◆ **Assignment**: Word for word, restate each entry that appears below.

◆ **Data under study**:
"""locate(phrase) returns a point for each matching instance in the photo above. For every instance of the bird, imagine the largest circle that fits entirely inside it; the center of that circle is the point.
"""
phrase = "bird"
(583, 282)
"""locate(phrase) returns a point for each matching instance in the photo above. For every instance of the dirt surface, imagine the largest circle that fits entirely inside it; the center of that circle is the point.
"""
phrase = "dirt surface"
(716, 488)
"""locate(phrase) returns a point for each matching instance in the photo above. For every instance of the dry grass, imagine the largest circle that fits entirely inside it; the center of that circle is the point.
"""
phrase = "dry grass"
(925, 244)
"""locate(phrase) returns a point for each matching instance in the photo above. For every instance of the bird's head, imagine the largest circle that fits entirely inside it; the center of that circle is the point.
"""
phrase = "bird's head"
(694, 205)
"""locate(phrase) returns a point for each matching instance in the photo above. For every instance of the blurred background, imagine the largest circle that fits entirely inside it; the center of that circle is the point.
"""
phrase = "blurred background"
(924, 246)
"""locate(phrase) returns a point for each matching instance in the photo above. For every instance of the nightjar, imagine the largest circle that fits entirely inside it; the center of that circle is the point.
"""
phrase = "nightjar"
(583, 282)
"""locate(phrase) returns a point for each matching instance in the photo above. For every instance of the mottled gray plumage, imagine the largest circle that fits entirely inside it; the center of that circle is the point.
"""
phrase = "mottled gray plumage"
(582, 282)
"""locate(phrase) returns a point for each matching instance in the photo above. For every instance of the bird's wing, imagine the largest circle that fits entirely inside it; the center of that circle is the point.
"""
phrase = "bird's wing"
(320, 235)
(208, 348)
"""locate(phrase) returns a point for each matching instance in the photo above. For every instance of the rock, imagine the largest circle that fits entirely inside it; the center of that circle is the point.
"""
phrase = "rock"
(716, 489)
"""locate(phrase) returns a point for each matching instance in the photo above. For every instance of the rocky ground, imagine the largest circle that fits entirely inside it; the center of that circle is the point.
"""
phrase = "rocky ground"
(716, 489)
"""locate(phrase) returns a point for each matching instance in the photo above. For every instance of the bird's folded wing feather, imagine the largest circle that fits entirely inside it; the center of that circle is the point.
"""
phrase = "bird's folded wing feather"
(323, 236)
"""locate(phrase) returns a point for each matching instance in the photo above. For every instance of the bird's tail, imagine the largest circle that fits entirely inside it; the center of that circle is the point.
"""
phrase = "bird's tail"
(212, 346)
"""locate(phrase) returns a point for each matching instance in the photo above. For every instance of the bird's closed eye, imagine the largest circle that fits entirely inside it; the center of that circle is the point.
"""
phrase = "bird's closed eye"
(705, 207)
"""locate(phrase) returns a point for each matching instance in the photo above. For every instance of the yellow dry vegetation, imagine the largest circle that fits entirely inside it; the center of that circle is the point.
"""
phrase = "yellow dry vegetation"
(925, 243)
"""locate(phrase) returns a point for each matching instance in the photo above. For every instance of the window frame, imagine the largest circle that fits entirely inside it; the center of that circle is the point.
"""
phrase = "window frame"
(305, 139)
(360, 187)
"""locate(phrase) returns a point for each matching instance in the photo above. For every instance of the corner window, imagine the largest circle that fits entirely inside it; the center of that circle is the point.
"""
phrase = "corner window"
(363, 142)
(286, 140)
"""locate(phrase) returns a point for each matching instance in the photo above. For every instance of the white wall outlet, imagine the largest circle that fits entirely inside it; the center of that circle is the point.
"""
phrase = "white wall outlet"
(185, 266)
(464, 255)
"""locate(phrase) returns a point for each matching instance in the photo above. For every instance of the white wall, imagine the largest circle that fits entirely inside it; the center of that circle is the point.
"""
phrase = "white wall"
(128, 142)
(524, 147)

◆ **Answer below**:
"""locate(phrase) returns a point for each matching instance in the photo above. For every instance of the bird, imagine the largest circle that fits entirely inside it; the center of that circle is the point.
"""
phrase = "bird"
(583, 282)
"""locate(phrase) returns a point for each matching instance in the photo above. For every instance of the dirt surface, imagine the largest circle that fits entirely inside it; the center of that circle is the point.
"""
phrase = "dirt surface"
(716, 488)
"""locate(phrase) returns a point for each matching instance in the photo above. For every instance of the dry grass, imagine the largest circle that fits entirely inside it; the center of that circle is the point.
"""
phrase = "dry grass"
(925, 244)
"""locate(phrase) returns a point for each matching instance in the photo above. For every instance of the bird's head, imagine the largest circle that fits entirely inside it; the center of that circle is the point.
"""
phrase = "bird's head"
(694, 205)
"""locate(phrase) returns a point for each matching instance in the photo above. For every instance of the blurred background, imagine the largest circle that fits entirely inside it; the center of that circle is the point.
"""
phrase = "blurred background"
(924, 246)
"""locate(phrase) returns a point for each matching instance in the photo above. For every instance of the nightjar, imagine the largest circle that fits entirely inside it; the center of that circle is the point.
"""
phrase = "nightjar"
(583, 282)
"""locate(phrase) returns a point for each matching instance in the photo above. For every instance of the mottled gray plumage, imagine the largest circle that fits entirely inside it; the center of that circle is the point.
"""
phrase = "mottled gray plumage"
(582, 282)
"""locate(phrase) returns a point for each matching instance in the photo above. For every instance of the bird's wing, imagine the largest circle that fits entirely inside it; the center of that circle is the point.
"""
phrase = "bird's wing"
(320, 235)
(208, 348)
"""locate(phrase) returns a point for each matching instance in the photo above. For every instance of the rock, imagine the largest circle that fits entirely inside it; the center of that circle is the point.
"""
phrase = "rock"
(716, 489)
"""locate(phrase) returns a point for each matching instance in the photo above. For every instance of the rocky ground, imagine the largest circle that fits entirely inside it; the center of that circle is the point.
"""
phrase = "rocky ground"
(716, 489)
"""locate(phrase) returns a point for each matching instance in the photo above. For every instance of the bird's folded wing feather, imagine the largest circle that fits entirely inside it; the center of that circle is the point.
"""
phrase = "bird's folded wing feather"
(323, 236)
"""locate(phrase) returns a point for each matching instance in the photo above. For every instance of the bird's tail, imagine the largest circle that fits entirely inside it; the center of that circle is the point.
"""
phrase = "bird's tail"
(212, 346)
"""locate(phrase) returns a point for each matching instance in the photo above. For every instance of the bird's closed eye, imagine the largest circle that fits entirely inside it; the center of that circle is the point.
"""
phrase = "bird's closed eye"
(705, 207)
"""locate(phrase) returns a point for each matching instance in the photo above. For every instance of the yellow dry vegetation, imagine the largest circle that fits entirely inside it; the center of that circle is the point.
"""
phrase = "yellow dry vegetation"
(925, 243)
"""locate(phrase) returns a point for each matching instance in the photo above. For every instance of the window frame, imagine the largest circle that fits entirely inside it; the center of that circle is the point.
"""
phrase = "window frame"
(305, 139)
(360, 187)
"""locate(phrase) returns a point for each matching instance in the photo above. For every instance of the corner window, imagine the largest circle that fits entirely inside it; the center of that circle is the point.
"""
phrase = "corner window"
(363, 142)
(286, 140)
"""locate(phrase) returns a point for each matching instance in the photo above. For every instance of the white wall outlet, imagine the largest circle that fits entirely inside it; the center of that circle is the point.
"""
phrase = "white wall outlet"
(185, 266)
(464, 255)
"""locate(phrase) returns a point for each matching instance in the photo above. For every instance of the white wall, imagine the largest circle that fits entirely inside it; the center of that circle is the point.
"""
phrase = "white wall"
(128, 142)
(524, 147)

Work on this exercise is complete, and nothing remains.